═════ ВЫБРАННЫЙ ОТРЫВОК

Однако со временем «Конкордия» совершенно изменила свой прежний характер. Сначала посетитель входили в миниатюрный садик, где под навесом были расставлены стулья. Когда они занимали свои места, им предлагалось послушать скромную и целомудренную итальянскую оперу. И охотников оказывалось, на удивление, много: все места занимала семейная публика, среди которой было много дам и барышень. Так проходил вечер, и с последними звуками оперы европейская публика отправлялась спать.

══════════

**КОРОТКОЕ УПРАЖНЕНИЕ**
Процитируйте фрагмент отрывка о «Конкордии», который открывается словами «Однако со временем» и завершается словами «публика отправлялась спать.».

═════ ИСХОДНЫЕ МАТЕРИАЛЫ

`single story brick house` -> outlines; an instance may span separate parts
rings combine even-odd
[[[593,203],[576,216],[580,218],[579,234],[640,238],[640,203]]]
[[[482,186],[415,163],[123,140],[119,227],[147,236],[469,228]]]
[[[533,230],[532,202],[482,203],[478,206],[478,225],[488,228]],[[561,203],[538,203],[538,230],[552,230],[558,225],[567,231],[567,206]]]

══════════

**ПРАВИЛЬНЫЙ ОТВЕТ**
Однако со временем «Конкордия» совершенно изменила свой прежний характер. Сначала посетитель входили в миниатюрный садик, где под навесом были расставлены стулья. Когда они занимали свои места, им предлагалось послушать скромную и целомудренную итальянскую оперу. И охотников оказывалось, на удивление, много: все места занимала семейная публика, среди которой было много дам и барышень. Так проходил вечер, и с последними звуками оперы европейская публика отправлялась спать.